What to produce: Select and copy every line in the listing below that contains the word "gabled".

[Data items]
◇ ◇ ◇ ◇
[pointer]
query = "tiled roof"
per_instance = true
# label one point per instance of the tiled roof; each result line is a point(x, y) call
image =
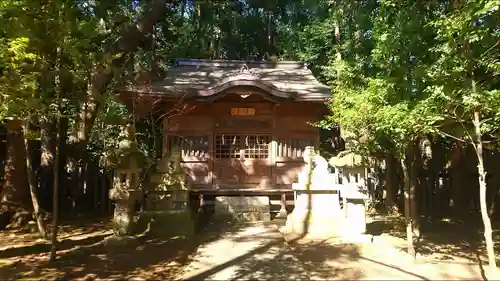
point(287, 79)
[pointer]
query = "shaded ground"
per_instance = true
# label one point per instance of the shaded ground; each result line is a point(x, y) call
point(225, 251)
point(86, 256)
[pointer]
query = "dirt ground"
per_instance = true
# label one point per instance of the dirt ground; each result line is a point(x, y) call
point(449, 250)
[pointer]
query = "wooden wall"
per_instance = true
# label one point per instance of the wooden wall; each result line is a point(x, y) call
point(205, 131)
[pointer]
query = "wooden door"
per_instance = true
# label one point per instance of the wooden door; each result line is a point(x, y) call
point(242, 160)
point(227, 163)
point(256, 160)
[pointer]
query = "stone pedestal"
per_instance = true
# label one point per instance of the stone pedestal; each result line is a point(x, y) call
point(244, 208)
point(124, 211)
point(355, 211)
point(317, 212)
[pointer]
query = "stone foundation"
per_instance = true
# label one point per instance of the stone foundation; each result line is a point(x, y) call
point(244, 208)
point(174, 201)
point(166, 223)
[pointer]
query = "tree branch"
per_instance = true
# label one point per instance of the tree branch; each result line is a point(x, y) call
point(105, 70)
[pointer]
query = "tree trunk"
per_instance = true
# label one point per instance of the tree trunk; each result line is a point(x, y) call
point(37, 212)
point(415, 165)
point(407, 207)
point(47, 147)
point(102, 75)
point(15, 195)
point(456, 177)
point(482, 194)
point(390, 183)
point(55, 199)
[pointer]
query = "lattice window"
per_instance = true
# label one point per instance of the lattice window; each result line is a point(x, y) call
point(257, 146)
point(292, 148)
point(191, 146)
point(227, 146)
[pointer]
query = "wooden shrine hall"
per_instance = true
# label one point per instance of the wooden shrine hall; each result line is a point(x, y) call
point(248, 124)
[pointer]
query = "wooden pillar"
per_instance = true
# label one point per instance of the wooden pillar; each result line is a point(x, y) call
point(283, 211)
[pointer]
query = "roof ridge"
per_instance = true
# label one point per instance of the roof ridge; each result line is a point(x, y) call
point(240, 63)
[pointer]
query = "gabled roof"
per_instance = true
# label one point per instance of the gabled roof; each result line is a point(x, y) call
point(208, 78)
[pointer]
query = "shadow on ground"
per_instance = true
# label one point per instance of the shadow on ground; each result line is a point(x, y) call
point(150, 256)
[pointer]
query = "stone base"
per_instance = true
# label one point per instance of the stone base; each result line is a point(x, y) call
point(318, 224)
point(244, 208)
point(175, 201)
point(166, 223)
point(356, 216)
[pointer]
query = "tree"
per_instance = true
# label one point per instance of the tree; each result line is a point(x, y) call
◇ ◇ ◇ ◇
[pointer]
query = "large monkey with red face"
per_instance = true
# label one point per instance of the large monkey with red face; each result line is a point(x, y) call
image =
◇ ◇ ◇ ◇
Result:
query = "gabled roof"
# label one point per instance of the gabled roof; each result line is a point(x, y) call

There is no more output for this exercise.